= Set problem =
Could you write out everything from the line containing "Question. For every instance of the chrome" down to the last of the lines below, including the requests, with every coordinate in the answers multiplied by 2.4 and rounded to a whole number, halves rounded up? Return only those lines.

= Listing =
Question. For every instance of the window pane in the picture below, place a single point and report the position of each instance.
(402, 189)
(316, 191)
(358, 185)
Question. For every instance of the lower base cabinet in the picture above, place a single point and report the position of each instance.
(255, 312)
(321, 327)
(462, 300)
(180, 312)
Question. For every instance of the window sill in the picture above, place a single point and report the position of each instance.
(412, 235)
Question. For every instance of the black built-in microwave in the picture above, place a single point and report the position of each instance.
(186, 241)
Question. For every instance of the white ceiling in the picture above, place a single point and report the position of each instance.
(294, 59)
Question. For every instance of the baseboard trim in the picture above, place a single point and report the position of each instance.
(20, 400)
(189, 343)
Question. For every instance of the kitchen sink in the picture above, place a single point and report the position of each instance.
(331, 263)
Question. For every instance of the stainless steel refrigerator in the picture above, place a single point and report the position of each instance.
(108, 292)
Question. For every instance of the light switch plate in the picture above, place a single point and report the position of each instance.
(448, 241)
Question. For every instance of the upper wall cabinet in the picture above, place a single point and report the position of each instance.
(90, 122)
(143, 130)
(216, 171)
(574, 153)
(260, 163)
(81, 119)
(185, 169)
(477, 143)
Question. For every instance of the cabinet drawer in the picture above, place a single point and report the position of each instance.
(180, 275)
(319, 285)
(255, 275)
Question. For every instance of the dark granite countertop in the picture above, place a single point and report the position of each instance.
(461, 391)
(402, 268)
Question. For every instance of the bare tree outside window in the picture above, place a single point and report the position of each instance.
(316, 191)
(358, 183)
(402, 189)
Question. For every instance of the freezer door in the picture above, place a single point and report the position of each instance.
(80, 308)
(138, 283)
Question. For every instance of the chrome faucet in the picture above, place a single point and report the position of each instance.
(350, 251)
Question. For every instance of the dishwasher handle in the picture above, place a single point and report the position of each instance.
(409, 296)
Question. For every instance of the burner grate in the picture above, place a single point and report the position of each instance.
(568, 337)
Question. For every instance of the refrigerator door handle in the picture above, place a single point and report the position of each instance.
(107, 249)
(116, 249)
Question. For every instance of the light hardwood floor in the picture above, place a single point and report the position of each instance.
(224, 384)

= Problem solution =
Question. For every instance of the chrome faucet in the picture above, place a single point and report the position of each instance.
(840, 602)
Question. For every instance of the dishwasher handle in the picture above, place a single point and report the position of each instance.
(982, 710)
Question. For every instance of the burner grate in the picture above, place a single point and report the position of each instance.
(1363, 809)
Question. For every instance of the refrigerator door handle in the picture above, place a single point and report the position of each instance.
(257, 598)
(278, 598)
Question. For every instance of the light hardwood floor in the picture above, place a single point and report the position of each instance.
(538, 922)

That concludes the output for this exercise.